## Aim
Copy the listing from the line with "Give the mask of every instance of the stone column" up to and including the line with "51], [77, 90]]", substituting "marble pillar" for "stone column" and leaving everything else unchanged.

## Items from a data source
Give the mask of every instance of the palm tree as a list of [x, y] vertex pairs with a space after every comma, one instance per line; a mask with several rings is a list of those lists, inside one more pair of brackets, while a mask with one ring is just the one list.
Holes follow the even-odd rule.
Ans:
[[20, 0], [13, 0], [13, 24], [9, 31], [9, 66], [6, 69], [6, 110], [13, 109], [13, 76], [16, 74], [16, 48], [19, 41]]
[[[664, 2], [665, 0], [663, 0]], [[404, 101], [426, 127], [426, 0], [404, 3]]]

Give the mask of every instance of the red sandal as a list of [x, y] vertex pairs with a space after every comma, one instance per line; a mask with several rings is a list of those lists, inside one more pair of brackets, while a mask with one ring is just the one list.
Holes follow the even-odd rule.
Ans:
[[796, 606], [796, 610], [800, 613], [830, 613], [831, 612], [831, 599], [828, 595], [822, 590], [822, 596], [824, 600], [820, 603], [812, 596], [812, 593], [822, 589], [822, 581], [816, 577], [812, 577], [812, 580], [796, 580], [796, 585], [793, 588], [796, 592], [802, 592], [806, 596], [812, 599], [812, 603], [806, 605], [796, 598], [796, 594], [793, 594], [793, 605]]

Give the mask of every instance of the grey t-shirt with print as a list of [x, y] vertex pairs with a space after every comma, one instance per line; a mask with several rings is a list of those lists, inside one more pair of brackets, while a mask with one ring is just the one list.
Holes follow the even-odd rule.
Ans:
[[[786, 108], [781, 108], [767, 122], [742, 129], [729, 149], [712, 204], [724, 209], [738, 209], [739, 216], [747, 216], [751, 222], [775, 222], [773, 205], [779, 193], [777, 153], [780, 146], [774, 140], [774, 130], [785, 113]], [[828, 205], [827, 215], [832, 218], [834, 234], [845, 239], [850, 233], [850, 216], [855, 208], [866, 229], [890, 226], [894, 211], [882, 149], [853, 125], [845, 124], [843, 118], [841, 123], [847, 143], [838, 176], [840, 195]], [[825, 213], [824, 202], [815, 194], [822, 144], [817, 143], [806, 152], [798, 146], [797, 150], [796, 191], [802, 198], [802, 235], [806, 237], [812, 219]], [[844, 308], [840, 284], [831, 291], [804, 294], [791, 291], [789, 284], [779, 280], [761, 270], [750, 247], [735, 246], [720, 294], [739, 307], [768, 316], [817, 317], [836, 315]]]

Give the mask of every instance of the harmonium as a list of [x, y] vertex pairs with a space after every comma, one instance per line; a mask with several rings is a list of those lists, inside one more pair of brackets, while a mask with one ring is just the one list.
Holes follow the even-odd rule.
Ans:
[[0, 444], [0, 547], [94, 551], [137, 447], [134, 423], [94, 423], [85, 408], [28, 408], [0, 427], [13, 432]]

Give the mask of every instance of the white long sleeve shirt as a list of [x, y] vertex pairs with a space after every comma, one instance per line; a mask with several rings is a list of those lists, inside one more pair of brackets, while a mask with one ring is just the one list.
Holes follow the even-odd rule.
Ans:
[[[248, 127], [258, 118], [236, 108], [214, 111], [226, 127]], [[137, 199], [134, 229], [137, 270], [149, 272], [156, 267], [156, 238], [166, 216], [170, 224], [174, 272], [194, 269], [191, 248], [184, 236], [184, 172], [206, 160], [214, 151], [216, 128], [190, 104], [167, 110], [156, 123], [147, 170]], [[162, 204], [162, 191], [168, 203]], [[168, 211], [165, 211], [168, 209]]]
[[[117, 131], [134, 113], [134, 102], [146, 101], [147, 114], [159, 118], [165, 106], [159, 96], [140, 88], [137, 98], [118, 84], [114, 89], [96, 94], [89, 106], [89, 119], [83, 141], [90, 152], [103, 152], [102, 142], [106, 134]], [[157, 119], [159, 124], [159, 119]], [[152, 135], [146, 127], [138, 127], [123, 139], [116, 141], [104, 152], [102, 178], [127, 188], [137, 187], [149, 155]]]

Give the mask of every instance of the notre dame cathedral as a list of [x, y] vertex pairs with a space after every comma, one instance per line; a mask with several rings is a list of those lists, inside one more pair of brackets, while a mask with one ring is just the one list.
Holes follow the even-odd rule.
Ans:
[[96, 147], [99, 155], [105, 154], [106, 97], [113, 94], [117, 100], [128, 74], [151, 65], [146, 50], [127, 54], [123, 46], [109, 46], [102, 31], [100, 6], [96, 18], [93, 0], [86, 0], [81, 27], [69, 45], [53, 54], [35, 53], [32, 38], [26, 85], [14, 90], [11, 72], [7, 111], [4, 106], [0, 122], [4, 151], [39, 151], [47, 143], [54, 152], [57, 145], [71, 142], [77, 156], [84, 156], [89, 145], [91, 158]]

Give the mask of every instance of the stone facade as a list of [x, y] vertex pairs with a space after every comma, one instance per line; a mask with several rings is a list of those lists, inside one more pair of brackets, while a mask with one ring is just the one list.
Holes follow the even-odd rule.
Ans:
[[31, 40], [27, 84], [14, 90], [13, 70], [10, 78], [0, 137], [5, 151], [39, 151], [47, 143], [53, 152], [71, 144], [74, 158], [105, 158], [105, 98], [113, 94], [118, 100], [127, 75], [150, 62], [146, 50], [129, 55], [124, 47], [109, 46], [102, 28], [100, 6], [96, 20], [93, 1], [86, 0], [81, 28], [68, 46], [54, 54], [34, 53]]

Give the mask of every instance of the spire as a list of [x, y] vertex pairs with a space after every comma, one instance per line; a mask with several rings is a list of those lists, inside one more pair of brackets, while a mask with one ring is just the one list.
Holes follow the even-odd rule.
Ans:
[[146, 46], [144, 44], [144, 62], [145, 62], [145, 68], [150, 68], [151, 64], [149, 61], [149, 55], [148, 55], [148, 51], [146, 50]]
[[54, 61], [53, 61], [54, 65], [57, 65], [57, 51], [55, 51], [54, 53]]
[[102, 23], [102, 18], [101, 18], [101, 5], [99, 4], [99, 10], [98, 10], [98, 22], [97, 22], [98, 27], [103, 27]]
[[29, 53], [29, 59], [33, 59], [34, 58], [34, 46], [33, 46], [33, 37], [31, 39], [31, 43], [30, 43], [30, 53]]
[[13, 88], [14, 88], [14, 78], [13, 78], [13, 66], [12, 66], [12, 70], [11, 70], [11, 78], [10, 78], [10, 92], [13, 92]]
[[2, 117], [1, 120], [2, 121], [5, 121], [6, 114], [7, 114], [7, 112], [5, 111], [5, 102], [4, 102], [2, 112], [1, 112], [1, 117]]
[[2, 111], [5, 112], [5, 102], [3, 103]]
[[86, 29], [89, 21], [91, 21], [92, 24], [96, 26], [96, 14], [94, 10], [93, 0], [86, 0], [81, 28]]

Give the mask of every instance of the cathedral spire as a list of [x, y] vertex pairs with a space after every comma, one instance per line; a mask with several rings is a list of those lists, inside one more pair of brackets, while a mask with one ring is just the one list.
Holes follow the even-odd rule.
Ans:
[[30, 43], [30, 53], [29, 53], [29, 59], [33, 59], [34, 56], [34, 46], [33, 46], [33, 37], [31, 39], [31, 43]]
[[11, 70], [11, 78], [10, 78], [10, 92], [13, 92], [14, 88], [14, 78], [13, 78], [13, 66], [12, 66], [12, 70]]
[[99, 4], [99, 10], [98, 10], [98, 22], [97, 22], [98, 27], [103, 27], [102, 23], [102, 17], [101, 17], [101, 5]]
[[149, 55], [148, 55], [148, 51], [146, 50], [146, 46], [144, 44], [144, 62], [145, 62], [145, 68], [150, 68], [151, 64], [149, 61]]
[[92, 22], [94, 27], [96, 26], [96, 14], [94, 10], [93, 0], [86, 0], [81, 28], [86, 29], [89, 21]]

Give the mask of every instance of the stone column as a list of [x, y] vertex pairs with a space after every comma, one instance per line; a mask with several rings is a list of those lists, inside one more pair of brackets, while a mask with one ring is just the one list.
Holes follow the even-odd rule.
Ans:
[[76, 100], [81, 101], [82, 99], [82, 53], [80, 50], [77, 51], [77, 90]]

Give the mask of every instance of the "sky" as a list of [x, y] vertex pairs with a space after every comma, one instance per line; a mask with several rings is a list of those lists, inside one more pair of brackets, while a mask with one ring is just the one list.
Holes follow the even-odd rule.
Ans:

## Full answer
Give the mask of every instance of the marble pillar as a list of [x, y] vertex pairs with a space after every comma, one instance per line; a mask with several rings is a list of those lists, inside one more pair of brackets, while a mask with one ring is just the one list.
Holes follow the even-odd rule.
Ans:
[[76, 100], [81, 101], [82, 99], [82, 53], [80, 50], [77, 51], [77, 90]]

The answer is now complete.